Stated exercise:
Write out again only the lines between the one with "Where can you spot the water" and the end of the records below, both ends counted, and don't include the pictures.

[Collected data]
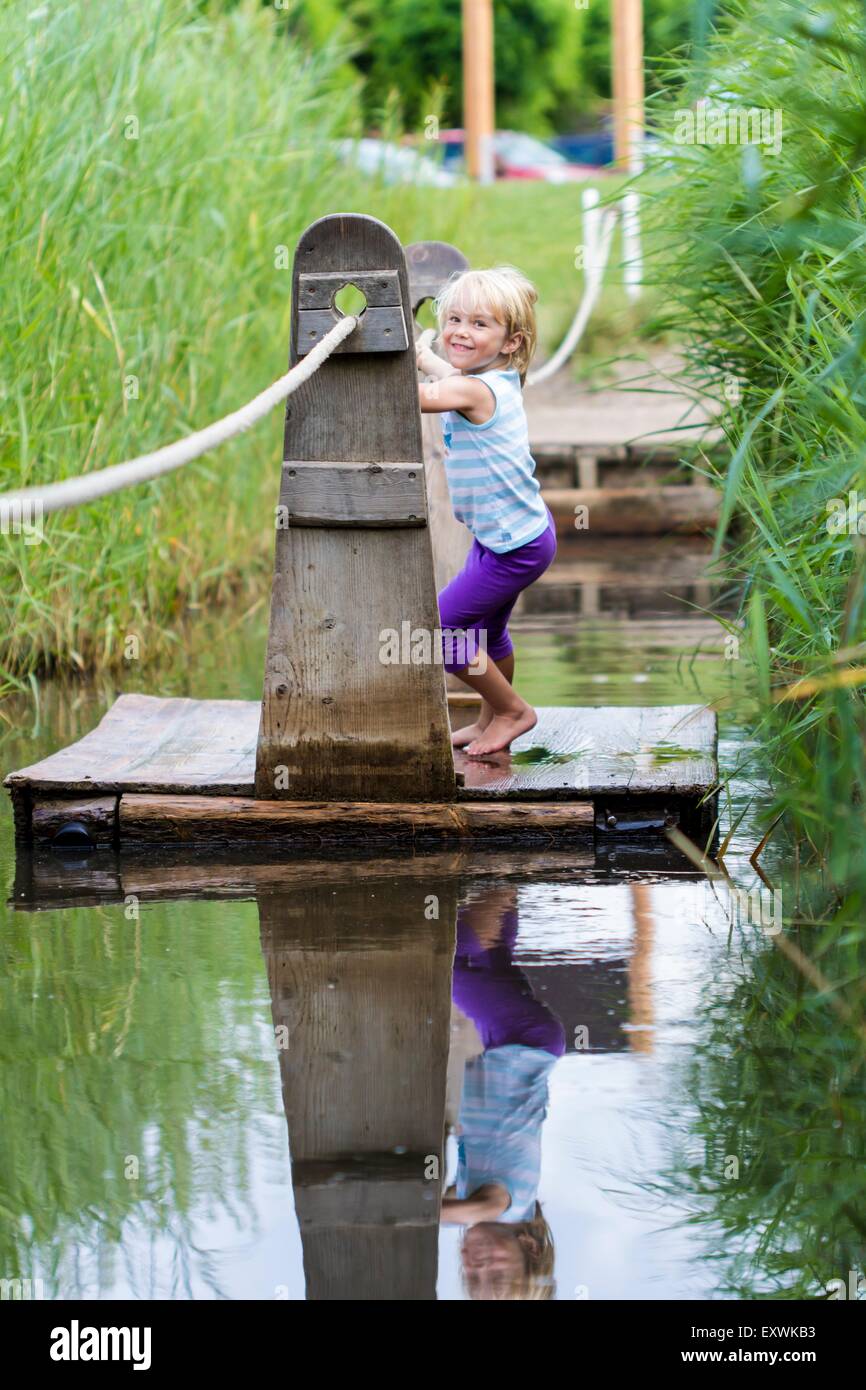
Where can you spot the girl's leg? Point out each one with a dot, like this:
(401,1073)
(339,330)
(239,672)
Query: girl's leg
(512,715)
(471,731)
(480,599)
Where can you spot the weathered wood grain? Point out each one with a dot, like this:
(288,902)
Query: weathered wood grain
(378,330)
(206,749)
(353,494)
(149,819)
(378,287)
(146,742)
(337,720)
(96,813)
(430,264)
(622,749)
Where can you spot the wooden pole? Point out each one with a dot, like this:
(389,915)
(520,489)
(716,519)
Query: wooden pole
(344,717)
(430,266)
(478,100)
(360,993)
(627,41)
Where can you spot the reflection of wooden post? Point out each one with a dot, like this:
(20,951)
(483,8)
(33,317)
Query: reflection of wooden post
(640,969)
(353,555)
(478,100)
(360,983)
(627,42)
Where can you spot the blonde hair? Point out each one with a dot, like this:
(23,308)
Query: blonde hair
(535,1282)
(506,293)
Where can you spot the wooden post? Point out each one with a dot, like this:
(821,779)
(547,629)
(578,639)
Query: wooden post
(360,994)
(478,100)
(627,42)
(339,719)
(430,264)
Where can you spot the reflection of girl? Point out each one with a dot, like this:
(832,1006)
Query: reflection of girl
(508,1251)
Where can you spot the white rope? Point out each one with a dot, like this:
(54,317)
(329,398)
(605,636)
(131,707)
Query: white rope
(72,492)
(598,253)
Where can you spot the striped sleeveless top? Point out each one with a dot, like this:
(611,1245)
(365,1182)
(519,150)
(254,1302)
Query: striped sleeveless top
(491,473)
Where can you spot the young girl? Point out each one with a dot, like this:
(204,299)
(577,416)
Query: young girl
(508,1250)
(487,327)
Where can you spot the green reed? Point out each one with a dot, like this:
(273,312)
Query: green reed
(758,253)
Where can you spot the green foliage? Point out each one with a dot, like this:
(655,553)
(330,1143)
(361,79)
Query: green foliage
(774,302)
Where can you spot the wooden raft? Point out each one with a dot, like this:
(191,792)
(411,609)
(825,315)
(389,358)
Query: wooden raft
(182,772)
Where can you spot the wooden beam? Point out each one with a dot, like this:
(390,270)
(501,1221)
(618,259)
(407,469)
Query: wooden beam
(353,494)
(146,819)
(635,510)
(627,45)
(478,89)
(97,815)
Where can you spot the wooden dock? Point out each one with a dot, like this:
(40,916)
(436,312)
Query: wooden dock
(345,749)
(182,772)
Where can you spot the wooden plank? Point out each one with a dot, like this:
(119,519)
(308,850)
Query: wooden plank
(662,567)
(153,819)
(430,266)
(622,749)
(635,510)
(146,742)
(378,287)
(337,722)
(97,815)
(360,1000)
(378,330)
(205,749)
(353,494)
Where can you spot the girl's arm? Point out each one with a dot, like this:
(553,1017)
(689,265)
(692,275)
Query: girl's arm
(459,392)
(487,1203)
(433,364)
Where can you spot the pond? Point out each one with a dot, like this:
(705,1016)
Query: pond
(184,1057)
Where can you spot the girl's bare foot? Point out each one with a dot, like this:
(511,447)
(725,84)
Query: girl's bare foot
(501,730)
(464,736)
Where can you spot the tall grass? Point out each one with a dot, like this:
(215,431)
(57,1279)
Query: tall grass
(150,163)
(156,164)
(761,260)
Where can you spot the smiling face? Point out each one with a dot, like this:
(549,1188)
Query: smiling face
(474,341)
(494,1261)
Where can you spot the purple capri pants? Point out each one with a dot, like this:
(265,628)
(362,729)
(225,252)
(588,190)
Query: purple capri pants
(496,995)
(480,599)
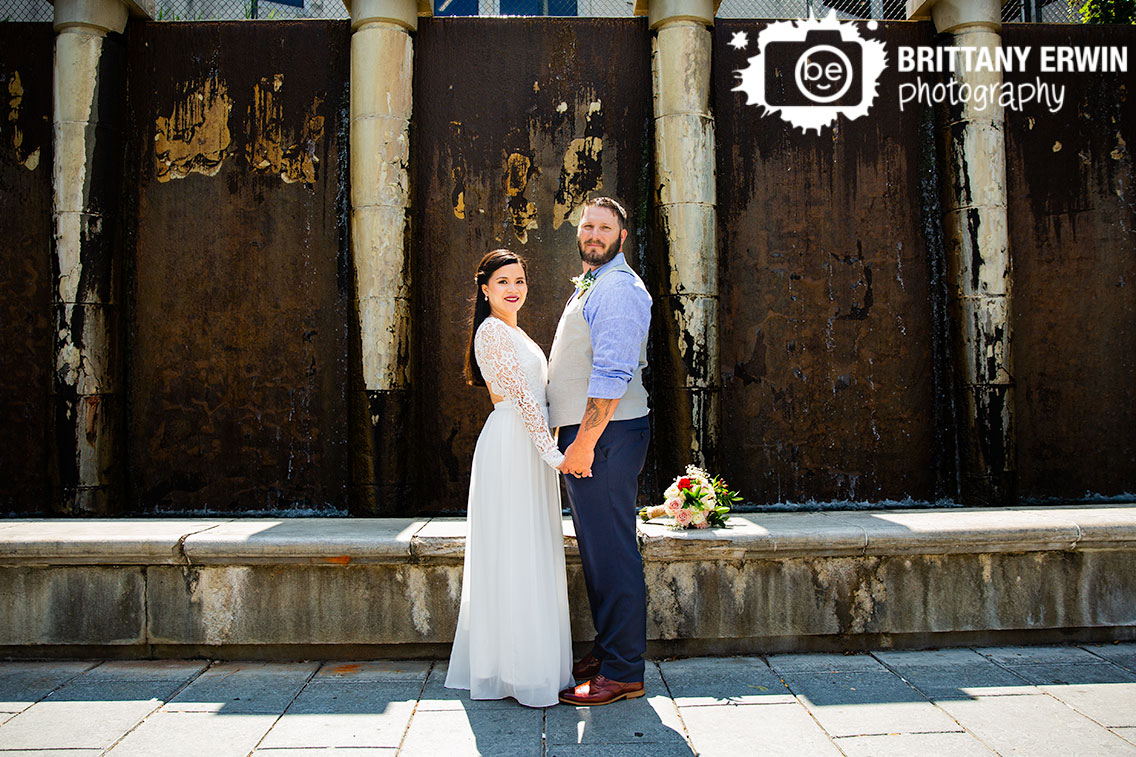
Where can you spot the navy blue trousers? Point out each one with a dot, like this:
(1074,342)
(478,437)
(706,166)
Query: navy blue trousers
(603,512)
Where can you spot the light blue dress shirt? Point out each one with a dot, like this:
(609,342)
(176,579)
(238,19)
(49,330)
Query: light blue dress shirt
(618,313)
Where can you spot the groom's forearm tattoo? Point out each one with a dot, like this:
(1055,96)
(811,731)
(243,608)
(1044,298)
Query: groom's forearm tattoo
(596,413)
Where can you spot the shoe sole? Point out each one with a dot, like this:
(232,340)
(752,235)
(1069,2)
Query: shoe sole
(628,695)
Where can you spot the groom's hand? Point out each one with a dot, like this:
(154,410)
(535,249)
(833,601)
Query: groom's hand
(578,459)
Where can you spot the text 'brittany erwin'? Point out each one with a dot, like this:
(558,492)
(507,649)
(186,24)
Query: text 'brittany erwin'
(1052,59)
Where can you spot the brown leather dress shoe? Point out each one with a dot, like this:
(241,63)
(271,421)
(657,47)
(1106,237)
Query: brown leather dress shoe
(601,691)
(585,667)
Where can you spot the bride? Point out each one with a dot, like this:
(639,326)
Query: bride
(512,638)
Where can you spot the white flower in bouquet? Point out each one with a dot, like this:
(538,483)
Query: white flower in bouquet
(695,500)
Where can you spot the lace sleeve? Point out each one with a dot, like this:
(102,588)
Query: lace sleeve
(496,356)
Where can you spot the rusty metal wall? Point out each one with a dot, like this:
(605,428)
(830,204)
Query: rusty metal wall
(237,269)
(1072,241)
(828,326)
(25,267)
(516,122)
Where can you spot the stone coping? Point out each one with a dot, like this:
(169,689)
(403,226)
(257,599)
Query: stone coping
(751,535)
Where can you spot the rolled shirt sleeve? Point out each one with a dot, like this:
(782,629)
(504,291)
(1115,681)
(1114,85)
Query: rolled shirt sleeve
(618,314)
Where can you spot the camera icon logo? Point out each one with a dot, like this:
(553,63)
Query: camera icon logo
(811,71)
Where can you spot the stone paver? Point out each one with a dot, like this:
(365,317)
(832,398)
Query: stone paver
(955,674)
(335,714)
(435,696)
(1012,700)
(905,745)
(866,704)
(784,730)
(232,688)
(1034,725)
(475,731)
(85,715)
(652,718)
(22,684)
(192,734)
(1124,655)
(727,680)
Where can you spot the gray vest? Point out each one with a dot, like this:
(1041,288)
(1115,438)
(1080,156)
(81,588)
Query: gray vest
(570,366)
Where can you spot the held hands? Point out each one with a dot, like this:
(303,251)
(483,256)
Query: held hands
(578,460)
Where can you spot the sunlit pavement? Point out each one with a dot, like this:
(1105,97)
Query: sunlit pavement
(1009,700)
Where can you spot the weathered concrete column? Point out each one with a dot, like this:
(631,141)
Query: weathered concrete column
(382,67)
(688,384)
(978,259)
(88,404)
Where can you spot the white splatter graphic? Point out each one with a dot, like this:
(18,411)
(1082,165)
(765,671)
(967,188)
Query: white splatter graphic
(825,69)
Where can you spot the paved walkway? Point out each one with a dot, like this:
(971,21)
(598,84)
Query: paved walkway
(1012,700)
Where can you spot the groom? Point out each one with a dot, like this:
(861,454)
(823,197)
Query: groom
(596,398)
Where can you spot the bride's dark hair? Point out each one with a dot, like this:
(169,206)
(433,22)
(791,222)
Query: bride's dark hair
(485,268)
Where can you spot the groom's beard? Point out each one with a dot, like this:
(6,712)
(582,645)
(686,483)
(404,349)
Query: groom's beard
(596,259)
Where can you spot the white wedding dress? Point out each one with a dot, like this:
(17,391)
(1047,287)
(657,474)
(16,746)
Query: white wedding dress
(514,638)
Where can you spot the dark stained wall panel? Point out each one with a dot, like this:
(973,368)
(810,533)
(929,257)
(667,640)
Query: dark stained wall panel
(239,279)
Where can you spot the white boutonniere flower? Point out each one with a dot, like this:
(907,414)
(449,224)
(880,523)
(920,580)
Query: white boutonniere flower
(584,282)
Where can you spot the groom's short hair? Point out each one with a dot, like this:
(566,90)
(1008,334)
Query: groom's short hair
(610,205)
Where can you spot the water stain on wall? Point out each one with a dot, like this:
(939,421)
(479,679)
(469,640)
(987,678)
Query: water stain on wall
(194,138)
(272,148)
(583,168)
(27,158)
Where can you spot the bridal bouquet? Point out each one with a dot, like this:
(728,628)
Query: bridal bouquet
(695,500)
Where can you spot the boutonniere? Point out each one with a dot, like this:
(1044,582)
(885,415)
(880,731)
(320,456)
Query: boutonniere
(584,282)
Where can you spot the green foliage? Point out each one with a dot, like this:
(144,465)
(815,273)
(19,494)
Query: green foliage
(1105,11)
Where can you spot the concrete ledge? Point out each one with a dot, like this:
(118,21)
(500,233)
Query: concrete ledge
(773,582)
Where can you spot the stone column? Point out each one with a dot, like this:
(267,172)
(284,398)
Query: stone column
(86,393)
(978,261)
(382,67)
(687,384)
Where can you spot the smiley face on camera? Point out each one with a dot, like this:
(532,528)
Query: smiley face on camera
(823,69)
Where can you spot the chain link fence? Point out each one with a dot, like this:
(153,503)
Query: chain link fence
(190,10)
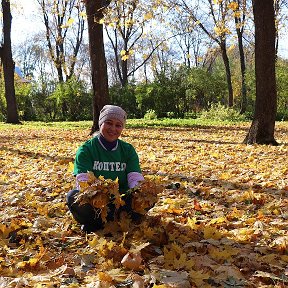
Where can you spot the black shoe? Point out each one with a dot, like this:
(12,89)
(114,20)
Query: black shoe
(88,228)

Exercise output:
Where can you spot the water stain on wall? Point out each one with a dot, like this:
(939,421)
(479,679)
(469,640)
(987,678)
Query: water stain on wall
(194,138)
(272,148)
(583,168)
(27,158)
Where can you spot the bridal bouquet? Point out each one with a dot, like this:
(728,628)
Query: bridal bouquet
(695,500)
Where can you spot the boutonniere? Point out each one with a dot, like this:
(1044,582)
(885,415)
(880,731)
(320,456)
Query: boutonniere
(584,282)
Where can you spot the green foliage? Point out each one with a dot, like this:
(144,465)
(815,273)
(19,494)
Query: green foliage
(1105,11)
Where can you spot the concrete ledge? Point out each one with a dot, like this:
(118,21)
(500,233)
Query: concrete ledge
(773,582)
Where can you spot the stone column? Point out each one with a dot, like this:
(267,172)
(284,398)
Query: stone column
(86,393)
(978,261)
(382,67)
(687,384)
Where can you spot the smiley face on camera? Point out each one with a dot, like this:
(532,528)
Query: smiley face on camera
(823,69)
Where can you spot the chain link fence? Point out each one with a dot, like this:
(153,503)
Query: chain link fence
(190,10)
Where can you spot the black shoe? Point out each one with a dot, like this:
(12,89)
(114,20)
Query: black shoe
(88,228)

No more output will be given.